# What you will do
Can you output the passage of the cresomycin article between "Ben Tresco and" and "difficult to manipulate.", inclusive, copied word for word?

A new synthetic antibiotic tightly binds bacterial ribosomes

The evolutionary arms race where bacteria evolve mechanisms to outsmart antibiotic drugs has left clinicians with a dearth of ways to fight bacterial infections effectively. To discover new antibiotics, researchers in chemist Andrew Myers’ laboratory at Harvard University turned to completely synthetic approaches. In their latest endeavors, they developed a completely synthetic antibiotic called cresomycin (1). This antibiotic, which binds to the bacterial ribosome, surmounts existing antimicrobial resistance mechanisms that have plagued current ribosome-binding antibiotics by being perfectly preconfigured to bind the ribosome tightly.

Ben Tresco and Kelvin Wu from Andrew Myers laboratory sit on a couch and hold a chemical model of one of their synthetic antibiotics.

Graduate students, Ben Tresco (left) and Kelvin Wu (right), discuss a chemical model of a synthetic antibiotic.

Credit: Myers Research Group

Many approaches to antibiotic discovery rely on naturally sourced compounds or use a semi-synthetic approach that modifies existing natural molecules. While semi-synthetic approaches can easily modify the periphery of the molecules, the more internal structures, such as the carbon-based framework, are more difficult to manipulate.

“It's my prediction that we might find that semi-synthesis will no longer be sufficient,” said Kelvin Wu, a graduate student in Myers’s group and coauthor of the paper. “We [will soon] have explored all the possible things or changes that we can make to the natural product.”

Having previously designed the synthetic antibiotic iboxamycin, the research team created a new antibiotic based on its structure and the structure of a related antibiotic, clindamycin (2). These antibiotics bind the bacterial ribosome and interfere with protein synthesis. The team noticed that when clindamycin and iboxamycin bound to the ribosome, they assumed an identical conformation. But before binding, these antibiotics have variable conformations; many of their bonds can rotate freely before moving into a specific conformation to bind the ribosome. A molecule that’s already pre-configured for binding could more effectively inhibit the ribosome since it requires less energy to achieve the correct conformation.

“We thought that we could freeze those rotatable bonds,” said Wu. “By fusing the rotatable bonds together, it cannot rotate anymore.” The team began with D-galactose as the starting material for synthesis, and after many chemical modifications, arrived at the structure of cresomycin.

“We took a leap of faith, so to speak, and tried to make something that hasn't been made before,” said Wu. When the team examined the crystal structure of cresomycin bound to the ribosome and in solution, they saw that the conformations were identical, indicating that the molecule was pre-organized for binding.

# Provided records
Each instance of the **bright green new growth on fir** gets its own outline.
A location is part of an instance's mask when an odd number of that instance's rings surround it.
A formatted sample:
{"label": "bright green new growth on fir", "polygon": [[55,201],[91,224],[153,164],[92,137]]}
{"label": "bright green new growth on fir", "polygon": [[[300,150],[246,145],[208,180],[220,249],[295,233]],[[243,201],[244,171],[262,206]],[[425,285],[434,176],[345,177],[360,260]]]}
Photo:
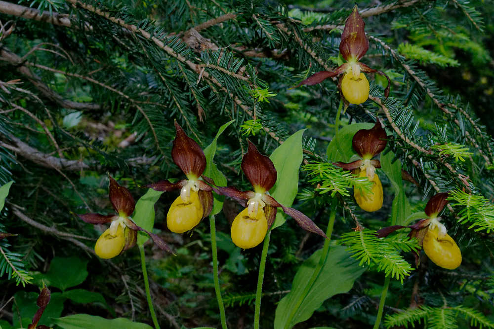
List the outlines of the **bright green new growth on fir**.
{"label": "bright green new growth on fir", "polygon": [[439,145],[434,145],[431,146],[431,148],[440,151],[440,155],[446,154],[454,157],[456,161],[464,161],[465,158],[469,157],[473,154],[469,151],[468,147],[464,145],[453,142]]}
{"label": "bright green new growth on fir", "polygon": [[475,228],[476,232],[486,230],[488,233],[494,231],[494,205],[483,196],[456,190],[448,200],[453,207],[459,209],[457,215],[461,223],[470,223],[468,228]]}
{"label": "bright green new growth on fir", "polygon": [[415,328],[416,324],[423,324],[427,328],[456,329],[458,328],[457,319],[469,320],[470,325],[479,328],[494,328],[494,323],[481,313],[469,307],[461,305],[453,307],[431,307],[421,306],[408,309],[403,312],[386,316],[384,325],[386,328],[403,326]]}
{"label": "bright green new growth on fir", "polygon": [[370,229],[344,233],[339,242],[348,246],[352,256],[360,260],[359,265],[365,264],[378,272],[384,272],[386,276],[399,280],[402,284],[403,279],[413,269],[400,253],[420,249],[415,239],[399,235],[379,238],[375,230]]}
{"label": "bright green new growth on fir", "polygon": [[372,183],[367,177],[356,177],[349,172],[332,163],[316,162],[305,165],[302,169],[308,170],[313,177],[310,182],[319,183],[317,191],[321,194],[331,192],[333,197],[337,193],[349,196],[348,189],[352,187],[362,189],[363,193],[369,193]]}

# Task answer
Ben Tresco and Kelvin Wu from Andrew Myers laboratory sit on a couch and hold a chemical model of one of their synthetic antibiotics.

Graduate students, Ben Tresco (left) and Kelvin Wu (right), discuss a chemical model of a synthetic antibiotic.

Credit: Myers Research Group

Many approaches to antibiotic discovery rely on naturally sourced compounds or use a semi-synthetic approach that modifies existing natural molecules. While semi-synthetic approaches can easily modify the periphery of the molecules, the more internal structures, such as the carbon-based framework, are more difficult to manipulate.